* Start *

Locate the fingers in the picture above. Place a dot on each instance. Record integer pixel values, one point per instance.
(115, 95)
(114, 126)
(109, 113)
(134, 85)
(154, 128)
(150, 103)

* End *

BRIEF: Rewrite the material above as a numbered list, one line per item, leaving out any blank lines.

REPLY TO THE EXERCISE:
1. Locate the fingers in the picture above. Place a dot on each instance. Record integer pixel values, one point per instance.
2. (115, 95)
3. (114, 126)
4. (109, 113)
5. (134, 85)
6. (154, 128)
7. (150, 103)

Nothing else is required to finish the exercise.